### Work to complete
Where a line contains "Annotation task: tag one point per instance of the woman's nose", start there and write out that line and each one after it, word for word, through the final line of the entries; add nothing else.

### Available data
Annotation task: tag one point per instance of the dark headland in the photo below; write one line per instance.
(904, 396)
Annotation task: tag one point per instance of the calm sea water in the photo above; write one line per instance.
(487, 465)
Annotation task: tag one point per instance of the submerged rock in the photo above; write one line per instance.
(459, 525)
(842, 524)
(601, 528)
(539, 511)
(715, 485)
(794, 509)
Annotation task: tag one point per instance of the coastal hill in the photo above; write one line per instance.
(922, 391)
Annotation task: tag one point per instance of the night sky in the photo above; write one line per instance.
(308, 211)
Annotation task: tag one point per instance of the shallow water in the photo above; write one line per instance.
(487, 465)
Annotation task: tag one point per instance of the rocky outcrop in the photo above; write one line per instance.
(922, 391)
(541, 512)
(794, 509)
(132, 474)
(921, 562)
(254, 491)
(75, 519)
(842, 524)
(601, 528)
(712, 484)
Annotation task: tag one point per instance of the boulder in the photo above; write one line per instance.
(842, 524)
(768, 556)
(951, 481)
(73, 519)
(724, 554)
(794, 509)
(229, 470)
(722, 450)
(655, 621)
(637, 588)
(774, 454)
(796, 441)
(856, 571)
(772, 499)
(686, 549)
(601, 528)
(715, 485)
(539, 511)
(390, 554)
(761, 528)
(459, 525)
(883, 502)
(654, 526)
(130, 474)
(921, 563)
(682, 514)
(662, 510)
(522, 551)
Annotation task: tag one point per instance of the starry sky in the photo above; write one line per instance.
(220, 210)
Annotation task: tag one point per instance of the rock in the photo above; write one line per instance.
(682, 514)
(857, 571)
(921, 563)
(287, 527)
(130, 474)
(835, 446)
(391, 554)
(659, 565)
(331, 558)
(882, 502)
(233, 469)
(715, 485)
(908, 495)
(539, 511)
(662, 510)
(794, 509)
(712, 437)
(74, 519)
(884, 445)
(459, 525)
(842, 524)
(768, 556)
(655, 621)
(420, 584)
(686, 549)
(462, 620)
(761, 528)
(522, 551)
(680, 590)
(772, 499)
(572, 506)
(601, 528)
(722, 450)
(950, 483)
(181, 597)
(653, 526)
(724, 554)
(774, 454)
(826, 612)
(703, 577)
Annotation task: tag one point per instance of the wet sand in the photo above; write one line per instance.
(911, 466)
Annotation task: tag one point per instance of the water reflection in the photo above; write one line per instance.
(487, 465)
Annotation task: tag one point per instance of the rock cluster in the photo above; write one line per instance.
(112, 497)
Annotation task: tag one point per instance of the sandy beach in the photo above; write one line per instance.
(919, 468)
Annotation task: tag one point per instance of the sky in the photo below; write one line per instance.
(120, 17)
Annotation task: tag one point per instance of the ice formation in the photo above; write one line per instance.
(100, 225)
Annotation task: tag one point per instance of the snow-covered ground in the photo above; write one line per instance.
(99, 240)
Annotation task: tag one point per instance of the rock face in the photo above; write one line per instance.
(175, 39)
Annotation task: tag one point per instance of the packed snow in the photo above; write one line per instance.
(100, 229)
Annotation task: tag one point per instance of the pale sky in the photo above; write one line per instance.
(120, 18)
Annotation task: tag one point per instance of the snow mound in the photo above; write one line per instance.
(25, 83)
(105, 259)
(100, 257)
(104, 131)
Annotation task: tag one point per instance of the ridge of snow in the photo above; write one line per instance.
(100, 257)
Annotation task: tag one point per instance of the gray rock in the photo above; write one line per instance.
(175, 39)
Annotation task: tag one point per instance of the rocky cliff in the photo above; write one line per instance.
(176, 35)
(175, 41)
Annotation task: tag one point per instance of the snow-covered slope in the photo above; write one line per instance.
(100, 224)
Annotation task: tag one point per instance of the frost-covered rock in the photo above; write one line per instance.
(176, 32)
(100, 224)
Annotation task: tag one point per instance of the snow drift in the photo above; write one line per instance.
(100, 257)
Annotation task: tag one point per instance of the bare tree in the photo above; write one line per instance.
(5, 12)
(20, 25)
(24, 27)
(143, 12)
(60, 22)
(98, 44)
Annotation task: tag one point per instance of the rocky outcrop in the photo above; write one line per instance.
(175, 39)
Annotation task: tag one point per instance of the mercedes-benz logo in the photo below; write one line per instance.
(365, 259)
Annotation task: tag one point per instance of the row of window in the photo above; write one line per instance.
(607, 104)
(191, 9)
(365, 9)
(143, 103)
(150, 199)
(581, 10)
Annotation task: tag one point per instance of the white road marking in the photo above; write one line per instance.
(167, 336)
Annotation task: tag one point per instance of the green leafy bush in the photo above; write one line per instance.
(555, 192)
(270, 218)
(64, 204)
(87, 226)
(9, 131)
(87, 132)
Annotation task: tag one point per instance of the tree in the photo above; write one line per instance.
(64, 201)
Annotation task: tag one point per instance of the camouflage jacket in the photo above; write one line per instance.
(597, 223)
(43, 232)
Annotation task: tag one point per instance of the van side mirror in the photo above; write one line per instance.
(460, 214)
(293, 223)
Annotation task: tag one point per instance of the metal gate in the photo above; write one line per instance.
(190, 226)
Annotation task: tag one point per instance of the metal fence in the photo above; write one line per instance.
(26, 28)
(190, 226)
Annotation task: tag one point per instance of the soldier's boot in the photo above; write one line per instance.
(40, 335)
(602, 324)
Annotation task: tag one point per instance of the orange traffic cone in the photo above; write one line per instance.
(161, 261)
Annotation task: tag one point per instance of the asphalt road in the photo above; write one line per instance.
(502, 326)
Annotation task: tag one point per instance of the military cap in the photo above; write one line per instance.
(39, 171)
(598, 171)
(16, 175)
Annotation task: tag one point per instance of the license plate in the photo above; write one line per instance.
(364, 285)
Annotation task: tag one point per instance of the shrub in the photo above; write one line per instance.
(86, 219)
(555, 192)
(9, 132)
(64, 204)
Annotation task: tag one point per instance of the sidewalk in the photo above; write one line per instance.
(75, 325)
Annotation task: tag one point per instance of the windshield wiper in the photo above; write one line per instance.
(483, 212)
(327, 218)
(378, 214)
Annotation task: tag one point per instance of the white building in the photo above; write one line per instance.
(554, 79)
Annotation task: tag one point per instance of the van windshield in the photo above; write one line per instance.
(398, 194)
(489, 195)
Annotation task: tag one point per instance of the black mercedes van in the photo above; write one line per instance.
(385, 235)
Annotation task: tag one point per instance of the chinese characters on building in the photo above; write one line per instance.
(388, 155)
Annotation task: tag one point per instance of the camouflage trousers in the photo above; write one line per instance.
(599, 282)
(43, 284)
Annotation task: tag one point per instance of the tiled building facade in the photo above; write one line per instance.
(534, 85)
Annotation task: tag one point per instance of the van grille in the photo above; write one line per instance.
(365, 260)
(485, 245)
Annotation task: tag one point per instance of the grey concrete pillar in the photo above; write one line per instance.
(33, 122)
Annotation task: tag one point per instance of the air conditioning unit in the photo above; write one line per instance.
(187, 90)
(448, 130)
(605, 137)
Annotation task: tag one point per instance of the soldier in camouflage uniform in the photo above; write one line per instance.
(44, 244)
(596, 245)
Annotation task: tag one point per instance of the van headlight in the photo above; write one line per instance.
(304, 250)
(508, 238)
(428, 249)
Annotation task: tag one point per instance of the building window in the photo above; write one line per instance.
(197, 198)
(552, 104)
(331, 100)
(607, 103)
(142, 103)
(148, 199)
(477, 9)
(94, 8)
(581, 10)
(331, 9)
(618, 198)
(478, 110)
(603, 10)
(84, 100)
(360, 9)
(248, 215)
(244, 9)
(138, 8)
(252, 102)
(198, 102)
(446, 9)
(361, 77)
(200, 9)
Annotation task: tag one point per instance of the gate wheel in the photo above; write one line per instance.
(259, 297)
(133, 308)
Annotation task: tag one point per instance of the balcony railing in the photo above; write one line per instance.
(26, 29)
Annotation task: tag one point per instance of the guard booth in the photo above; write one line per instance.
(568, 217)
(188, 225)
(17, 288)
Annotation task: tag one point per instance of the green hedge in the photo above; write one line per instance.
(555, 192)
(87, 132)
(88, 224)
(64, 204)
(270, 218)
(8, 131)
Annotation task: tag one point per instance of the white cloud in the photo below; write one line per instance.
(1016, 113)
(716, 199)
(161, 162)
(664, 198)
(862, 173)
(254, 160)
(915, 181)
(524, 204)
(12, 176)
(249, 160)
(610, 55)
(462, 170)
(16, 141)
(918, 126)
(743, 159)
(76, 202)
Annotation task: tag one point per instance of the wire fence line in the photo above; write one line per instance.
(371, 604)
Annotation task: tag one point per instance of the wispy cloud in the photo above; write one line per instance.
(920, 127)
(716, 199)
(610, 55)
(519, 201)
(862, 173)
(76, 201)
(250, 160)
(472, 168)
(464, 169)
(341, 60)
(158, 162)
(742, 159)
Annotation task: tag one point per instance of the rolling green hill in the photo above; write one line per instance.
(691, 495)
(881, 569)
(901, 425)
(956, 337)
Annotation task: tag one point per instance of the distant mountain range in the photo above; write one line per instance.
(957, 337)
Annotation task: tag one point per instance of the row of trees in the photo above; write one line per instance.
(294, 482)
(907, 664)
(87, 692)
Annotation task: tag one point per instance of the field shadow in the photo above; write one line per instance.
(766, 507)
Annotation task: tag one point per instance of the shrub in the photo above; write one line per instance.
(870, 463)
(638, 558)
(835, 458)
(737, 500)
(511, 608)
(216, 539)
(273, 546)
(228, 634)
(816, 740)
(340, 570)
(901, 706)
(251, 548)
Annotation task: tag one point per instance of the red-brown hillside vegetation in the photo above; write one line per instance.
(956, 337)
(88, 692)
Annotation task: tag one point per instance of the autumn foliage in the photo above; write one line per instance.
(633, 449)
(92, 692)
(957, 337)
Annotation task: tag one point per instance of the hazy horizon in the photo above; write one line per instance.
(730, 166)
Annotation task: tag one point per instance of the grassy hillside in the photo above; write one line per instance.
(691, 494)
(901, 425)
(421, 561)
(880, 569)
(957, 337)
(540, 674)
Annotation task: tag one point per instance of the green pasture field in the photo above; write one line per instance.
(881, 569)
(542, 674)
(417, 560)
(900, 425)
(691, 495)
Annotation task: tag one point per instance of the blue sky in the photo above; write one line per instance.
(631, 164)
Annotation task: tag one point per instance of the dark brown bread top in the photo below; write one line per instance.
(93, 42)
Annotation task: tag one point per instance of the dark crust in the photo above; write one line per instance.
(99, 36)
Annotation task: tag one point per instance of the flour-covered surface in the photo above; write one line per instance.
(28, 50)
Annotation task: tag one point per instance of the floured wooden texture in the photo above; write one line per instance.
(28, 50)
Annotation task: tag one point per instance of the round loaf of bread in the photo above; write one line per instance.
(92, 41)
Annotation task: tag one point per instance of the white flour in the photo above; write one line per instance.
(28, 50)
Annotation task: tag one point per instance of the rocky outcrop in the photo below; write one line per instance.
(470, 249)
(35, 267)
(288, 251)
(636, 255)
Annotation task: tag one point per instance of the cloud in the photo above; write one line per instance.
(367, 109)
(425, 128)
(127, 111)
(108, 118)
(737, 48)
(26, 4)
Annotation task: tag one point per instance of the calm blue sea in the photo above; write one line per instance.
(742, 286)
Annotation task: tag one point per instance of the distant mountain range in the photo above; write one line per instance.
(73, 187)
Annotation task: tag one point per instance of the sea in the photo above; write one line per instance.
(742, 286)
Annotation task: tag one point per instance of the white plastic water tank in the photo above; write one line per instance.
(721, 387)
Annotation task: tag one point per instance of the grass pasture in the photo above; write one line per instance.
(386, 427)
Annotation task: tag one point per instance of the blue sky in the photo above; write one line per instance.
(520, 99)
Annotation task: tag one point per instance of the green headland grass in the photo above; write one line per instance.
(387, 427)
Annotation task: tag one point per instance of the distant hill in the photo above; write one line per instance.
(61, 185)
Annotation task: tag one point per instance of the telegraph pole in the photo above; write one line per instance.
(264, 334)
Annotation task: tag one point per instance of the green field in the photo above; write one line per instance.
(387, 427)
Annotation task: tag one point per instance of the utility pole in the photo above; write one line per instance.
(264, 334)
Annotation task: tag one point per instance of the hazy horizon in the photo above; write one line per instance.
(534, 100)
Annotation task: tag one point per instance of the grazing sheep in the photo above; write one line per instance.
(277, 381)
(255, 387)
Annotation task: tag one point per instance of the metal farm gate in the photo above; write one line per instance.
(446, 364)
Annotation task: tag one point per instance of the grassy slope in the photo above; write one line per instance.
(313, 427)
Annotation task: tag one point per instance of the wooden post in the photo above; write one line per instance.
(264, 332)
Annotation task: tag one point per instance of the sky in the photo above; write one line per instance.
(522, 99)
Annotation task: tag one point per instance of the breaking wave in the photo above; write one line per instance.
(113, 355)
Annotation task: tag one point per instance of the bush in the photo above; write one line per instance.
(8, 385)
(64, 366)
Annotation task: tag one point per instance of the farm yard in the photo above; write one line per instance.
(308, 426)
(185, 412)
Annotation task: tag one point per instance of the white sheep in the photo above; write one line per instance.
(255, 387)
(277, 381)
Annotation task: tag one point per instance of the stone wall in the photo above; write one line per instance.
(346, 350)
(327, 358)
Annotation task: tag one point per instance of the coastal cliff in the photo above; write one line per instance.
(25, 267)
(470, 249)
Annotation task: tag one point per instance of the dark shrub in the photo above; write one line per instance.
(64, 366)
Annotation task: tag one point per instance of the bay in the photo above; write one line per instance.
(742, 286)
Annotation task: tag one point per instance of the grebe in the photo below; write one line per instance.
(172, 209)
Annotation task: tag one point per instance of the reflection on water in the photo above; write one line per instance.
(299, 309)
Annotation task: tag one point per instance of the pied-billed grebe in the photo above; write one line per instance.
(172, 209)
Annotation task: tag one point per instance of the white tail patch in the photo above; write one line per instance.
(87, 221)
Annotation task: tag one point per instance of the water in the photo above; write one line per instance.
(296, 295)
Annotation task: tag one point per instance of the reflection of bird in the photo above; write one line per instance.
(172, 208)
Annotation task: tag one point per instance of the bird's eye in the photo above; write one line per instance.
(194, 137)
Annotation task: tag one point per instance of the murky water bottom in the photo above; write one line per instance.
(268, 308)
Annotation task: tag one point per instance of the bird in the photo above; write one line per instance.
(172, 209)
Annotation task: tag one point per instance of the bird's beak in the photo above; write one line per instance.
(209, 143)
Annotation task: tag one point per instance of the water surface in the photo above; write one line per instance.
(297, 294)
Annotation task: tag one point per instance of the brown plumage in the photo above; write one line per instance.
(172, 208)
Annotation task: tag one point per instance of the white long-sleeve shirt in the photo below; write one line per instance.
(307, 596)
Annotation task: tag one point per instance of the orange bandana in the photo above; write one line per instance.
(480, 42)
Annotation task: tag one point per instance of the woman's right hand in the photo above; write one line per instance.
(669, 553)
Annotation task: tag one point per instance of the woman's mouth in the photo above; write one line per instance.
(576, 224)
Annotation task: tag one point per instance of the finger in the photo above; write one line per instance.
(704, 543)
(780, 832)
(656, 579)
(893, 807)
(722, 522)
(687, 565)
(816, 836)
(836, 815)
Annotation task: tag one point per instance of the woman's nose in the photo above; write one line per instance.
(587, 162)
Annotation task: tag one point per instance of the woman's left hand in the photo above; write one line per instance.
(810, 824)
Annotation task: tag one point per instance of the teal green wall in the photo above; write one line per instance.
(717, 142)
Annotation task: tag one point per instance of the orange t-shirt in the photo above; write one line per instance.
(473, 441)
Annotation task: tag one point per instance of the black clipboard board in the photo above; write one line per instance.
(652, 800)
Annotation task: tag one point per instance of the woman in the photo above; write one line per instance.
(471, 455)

### Written solution
Annotation task: tag one point per instance of the woman's nose in the photo above; write one line per instance.
(587, 162)
Annotation task: tag one point per instance of the woman's left hand in the photo above; write one line per instance.
(810, 824)
Annotation task: tag one point per instance of the teal green wall in the photo above; write one line per instance.
(717, 142)
Annotation task: tag one point per instance of the orange t-shirt in the photo above; write one line per instance.
(473, 441)
Annotation task: tag one point per instance of the black clipboard board in the photo above; write one line per instance.
(652, 800)
Annotation task: tag one point per instance of the woman in the photo above; write one line per instance.
(471, 455)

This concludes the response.